• Input rows:
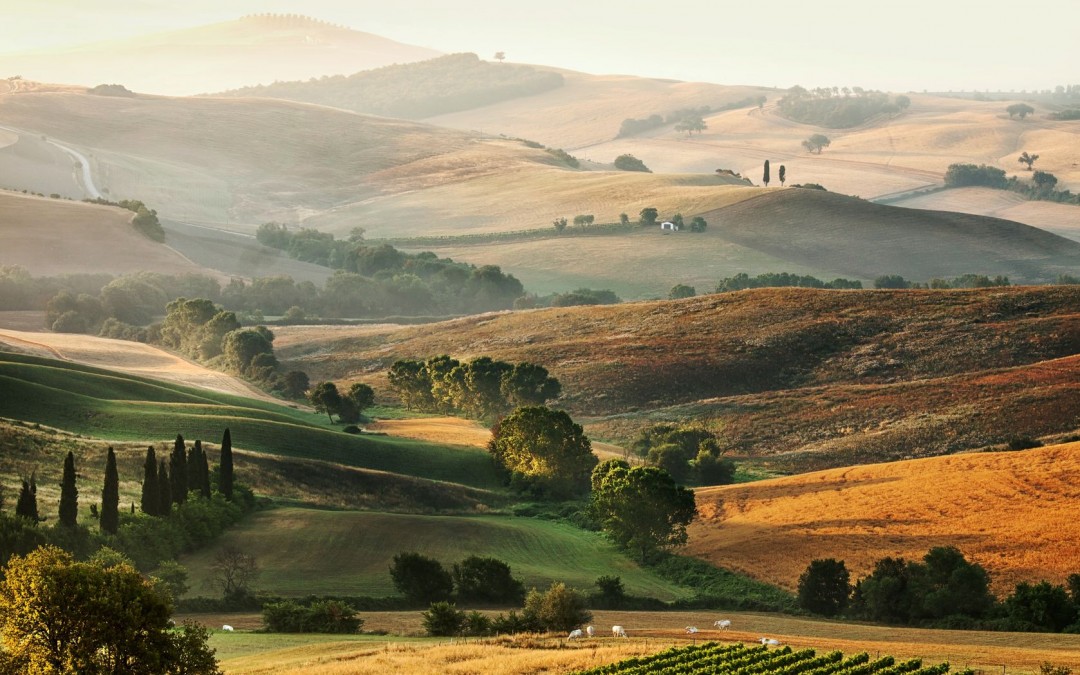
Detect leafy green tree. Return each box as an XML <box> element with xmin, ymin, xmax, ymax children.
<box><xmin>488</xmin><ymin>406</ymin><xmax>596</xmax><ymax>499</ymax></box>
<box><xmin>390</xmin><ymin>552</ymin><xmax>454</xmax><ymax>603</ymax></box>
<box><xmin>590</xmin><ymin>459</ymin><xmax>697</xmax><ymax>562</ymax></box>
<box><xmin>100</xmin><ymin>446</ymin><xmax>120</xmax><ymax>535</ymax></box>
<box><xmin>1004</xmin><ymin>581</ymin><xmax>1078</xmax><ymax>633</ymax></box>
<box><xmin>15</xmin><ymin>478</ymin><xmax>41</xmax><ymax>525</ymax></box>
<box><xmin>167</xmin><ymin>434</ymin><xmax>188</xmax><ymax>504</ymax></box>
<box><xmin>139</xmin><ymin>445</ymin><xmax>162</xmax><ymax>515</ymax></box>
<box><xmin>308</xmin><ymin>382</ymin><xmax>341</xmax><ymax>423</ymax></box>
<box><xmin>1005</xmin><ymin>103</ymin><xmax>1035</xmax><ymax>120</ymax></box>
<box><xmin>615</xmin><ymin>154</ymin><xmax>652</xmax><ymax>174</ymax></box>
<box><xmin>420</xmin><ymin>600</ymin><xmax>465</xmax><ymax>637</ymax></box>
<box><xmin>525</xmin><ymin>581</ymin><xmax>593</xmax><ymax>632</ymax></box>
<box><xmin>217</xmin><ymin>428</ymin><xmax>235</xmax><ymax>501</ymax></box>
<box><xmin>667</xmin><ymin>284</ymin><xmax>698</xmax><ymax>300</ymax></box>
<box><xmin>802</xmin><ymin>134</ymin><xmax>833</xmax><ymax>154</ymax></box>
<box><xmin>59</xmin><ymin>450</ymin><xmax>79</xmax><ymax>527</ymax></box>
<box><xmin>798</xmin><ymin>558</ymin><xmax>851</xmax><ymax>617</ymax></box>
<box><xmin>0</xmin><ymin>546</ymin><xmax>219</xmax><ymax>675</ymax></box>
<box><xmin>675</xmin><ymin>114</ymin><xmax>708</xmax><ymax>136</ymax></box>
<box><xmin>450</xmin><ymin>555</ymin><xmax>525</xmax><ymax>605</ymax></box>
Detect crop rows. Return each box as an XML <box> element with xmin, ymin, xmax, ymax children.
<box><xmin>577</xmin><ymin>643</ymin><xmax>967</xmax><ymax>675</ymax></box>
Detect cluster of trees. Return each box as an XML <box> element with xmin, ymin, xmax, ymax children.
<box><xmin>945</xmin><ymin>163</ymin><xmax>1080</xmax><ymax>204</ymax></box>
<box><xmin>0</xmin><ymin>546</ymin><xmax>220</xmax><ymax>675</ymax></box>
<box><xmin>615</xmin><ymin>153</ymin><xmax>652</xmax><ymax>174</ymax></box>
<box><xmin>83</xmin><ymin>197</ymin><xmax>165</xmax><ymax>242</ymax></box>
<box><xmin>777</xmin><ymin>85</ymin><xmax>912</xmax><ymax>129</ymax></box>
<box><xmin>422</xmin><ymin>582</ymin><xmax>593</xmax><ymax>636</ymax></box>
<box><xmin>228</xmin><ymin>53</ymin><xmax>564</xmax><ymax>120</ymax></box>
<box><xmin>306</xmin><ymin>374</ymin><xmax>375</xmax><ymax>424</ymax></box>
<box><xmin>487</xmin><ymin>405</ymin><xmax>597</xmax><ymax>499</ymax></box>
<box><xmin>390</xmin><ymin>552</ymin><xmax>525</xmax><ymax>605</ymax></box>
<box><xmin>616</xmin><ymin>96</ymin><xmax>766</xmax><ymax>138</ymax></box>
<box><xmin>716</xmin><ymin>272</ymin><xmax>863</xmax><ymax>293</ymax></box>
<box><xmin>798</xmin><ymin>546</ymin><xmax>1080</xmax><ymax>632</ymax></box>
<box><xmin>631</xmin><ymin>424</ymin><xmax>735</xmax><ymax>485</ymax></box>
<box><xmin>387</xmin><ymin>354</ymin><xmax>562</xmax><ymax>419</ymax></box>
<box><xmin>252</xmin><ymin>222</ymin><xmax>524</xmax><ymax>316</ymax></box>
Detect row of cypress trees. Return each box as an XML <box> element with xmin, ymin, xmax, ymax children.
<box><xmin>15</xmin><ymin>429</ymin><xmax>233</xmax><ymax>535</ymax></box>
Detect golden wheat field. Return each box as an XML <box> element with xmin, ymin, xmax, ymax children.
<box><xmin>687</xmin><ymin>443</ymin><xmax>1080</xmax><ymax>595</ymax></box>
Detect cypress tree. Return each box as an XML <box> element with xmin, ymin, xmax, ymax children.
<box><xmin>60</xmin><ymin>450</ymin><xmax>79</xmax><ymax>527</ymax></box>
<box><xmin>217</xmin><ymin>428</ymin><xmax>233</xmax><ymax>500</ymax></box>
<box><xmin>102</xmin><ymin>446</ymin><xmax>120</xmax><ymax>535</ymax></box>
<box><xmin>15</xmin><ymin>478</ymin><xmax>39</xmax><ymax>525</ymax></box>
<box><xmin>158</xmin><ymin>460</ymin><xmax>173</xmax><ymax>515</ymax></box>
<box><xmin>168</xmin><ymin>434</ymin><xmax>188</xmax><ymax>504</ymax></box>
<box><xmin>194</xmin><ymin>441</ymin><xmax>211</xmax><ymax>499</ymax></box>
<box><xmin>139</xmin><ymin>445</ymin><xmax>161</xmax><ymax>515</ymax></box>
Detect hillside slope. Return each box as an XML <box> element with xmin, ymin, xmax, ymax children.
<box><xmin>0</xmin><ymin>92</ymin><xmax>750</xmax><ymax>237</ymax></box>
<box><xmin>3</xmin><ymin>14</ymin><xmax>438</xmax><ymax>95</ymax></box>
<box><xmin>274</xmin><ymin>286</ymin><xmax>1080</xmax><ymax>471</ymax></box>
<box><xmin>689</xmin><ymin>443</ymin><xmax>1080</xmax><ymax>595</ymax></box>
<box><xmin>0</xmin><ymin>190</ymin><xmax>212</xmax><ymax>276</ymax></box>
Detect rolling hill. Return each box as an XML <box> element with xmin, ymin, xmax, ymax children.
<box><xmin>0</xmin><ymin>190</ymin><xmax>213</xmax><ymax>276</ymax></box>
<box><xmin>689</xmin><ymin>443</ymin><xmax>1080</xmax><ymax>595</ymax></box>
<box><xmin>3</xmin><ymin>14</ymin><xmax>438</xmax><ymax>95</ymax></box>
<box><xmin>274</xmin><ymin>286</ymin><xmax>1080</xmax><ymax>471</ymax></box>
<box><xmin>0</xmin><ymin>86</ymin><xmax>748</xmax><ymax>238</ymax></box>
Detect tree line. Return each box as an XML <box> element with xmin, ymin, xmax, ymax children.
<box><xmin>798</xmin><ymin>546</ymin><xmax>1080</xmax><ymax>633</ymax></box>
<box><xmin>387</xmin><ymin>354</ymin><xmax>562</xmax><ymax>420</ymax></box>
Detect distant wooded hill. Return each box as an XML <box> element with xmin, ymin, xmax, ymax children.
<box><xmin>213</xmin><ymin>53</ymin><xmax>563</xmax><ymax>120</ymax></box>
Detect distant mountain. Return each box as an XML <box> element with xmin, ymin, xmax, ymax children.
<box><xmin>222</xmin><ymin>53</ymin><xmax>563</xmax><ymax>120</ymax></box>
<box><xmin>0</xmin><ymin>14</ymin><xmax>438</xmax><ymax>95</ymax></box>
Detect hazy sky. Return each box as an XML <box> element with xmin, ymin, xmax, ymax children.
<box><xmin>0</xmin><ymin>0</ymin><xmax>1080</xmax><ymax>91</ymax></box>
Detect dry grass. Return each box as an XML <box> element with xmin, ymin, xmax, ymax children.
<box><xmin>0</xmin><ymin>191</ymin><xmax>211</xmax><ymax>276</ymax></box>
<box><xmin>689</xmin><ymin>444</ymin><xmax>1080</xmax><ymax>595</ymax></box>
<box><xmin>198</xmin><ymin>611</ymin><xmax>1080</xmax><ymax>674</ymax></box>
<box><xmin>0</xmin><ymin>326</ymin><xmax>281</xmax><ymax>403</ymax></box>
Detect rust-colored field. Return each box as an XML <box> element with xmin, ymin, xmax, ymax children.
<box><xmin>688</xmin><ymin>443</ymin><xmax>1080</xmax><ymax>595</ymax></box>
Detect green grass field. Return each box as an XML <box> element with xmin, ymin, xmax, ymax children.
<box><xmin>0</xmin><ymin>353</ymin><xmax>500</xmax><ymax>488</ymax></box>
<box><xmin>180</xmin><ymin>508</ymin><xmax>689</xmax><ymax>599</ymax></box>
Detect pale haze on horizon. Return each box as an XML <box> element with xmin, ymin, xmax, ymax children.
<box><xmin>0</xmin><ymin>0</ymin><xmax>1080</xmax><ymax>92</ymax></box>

==

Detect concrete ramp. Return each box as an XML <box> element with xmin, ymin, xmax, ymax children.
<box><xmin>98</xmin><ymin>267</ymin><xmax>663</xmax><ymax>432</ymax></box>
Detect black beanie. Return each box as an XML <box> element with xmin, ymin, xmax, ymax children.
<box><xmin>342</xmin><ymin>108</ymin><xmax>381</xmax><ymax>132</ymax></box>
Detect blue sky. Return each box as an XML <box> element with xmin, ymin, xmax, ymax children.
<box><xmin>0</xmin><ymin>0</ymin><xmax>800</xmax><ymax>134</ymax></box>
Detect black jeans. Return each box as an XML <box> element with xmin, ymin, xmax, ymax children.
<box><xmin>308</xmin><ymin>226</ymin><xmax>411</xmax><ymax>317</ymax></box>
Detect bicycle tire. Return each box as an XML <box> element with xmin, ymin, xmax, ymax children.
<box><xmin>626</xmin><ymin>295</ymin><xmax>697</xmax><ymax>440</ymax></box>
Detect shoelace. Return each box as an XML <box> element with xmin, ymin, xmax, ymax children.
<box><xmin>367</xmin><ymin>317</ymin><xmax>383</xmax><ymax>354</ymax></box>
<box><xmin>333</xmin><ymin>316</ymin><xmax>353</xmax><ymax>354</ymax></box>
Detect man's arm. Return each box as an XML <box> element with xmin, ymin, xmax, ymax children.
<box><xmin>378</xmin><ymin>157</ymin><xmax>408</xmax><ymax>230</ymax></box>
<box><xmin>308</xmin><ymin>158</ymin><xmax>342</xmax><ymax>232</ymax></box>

--

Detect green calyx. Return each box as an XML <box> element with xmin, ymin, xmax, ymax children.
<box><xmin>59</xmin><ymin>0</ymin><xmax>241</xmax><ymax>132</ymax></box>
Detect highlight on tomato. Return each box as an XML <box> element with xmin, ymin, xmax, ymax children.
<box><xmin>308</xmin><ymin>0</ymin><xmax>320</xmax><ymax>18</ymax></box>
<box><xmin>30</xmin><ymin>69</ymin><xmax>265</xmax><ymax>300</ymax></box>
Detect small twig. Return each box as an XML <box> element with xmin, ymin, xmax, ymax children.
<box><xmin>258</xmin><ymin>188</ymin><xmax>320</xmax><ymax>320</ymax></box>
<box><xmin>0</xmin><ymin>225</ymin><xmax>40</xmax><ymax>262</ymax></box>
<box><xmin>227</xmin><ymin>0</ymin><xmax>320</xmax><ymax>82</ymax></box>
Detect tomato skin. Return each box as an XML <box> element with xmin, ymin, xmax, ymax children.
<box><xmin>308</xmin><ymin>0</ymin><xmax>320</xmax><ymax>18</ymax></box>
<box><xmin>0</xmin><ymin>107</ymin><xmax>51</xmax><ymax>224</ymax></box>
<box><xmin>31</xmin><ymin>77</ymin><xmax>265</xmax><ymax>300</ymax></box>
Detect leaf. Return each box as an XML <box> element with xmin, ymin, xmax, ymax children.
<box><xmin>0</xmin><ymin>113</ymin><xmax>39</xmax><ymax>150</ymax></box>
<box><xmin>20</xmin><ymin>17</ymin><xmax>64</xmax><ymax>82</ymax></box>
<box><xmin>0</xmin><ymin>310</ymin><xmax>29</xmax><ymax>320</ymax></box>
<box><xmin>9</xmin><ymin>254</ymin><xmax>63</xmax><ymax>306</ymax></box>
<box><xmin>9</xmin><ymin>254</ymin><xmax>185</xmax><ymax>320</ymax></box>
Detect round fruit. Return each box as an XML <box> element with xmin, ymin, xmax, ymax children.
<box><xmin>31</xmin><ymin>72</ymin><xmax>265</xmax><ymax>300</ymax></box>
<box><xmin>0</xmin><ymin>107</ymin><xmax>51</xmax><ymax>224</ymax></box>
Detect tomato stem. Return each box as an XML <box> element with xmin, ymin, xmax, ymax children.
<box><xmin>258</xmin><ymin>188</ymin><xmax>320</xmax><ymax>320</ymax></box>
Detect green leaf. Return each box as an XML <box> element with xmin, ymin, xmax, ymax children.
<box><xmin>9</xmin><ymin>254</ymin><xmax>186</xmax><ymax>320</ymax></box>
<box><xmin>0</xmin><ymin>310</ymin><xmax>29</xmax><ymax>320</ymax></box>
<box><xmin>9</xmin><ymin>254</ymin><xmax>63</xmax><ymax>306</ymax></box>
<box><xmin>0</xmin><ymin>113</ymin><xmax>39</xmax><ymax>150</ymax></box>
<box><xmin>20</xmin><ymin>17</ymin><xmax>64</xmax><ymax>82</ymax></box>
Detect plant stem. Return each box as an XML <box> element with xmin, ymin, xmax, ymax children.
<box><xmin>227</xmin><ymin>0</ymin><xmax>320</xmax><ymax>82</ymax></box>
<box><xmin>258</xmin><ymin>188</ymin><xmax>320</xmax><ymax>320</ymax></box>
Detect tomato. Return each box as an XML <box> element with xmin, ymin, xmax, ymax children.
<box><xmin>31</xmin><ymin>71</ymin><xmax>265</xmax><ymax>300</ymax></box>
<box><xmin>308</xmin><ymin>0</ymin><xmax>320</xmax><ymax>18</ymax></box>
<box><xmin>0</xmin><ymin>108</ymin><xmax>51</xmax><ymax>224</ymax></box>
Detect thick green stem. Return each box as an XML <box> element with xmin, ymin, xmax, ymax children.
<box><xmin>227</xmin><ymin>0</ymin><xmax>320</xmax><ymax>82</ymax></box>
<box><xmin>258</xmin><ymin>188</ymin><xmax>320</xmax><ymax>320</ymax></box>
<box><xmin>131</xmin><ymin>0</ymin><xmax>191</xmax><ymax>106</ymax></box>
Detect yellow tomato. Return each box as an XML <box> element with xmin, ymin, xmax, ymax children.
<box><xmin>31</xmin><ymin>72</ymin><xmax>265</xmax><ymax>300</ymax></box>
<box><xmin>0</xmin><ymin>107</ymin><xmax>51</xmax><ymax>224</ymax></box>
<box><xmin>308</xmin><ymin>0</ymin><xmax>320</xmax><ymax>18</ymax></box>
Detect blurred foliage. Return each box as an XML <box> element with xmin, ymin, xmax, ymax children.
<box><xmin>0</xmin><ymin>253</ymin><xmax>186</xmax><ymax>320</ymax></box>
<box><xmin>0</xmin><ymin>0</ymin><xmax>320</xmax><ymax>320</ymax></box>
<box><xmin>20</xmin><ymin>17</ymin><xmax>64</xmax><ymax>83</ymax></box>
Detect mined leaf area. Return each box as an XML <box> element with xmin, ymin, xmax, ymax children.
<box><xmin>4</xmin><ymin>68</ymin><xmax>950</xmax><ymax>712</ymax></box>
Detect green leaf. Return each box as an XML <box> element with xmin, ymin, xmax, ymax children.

• Set task: Return every line of the material above that contains the word "cypress", copying each line in full.

• Response:
Detect row of cypress trees. Return each box as an XML <box> element with xmin, ymin, xmax, ymax children.
Detect cypress tree. Return each box as an XML <box> element with xmin, ymin, xmax, ymax children.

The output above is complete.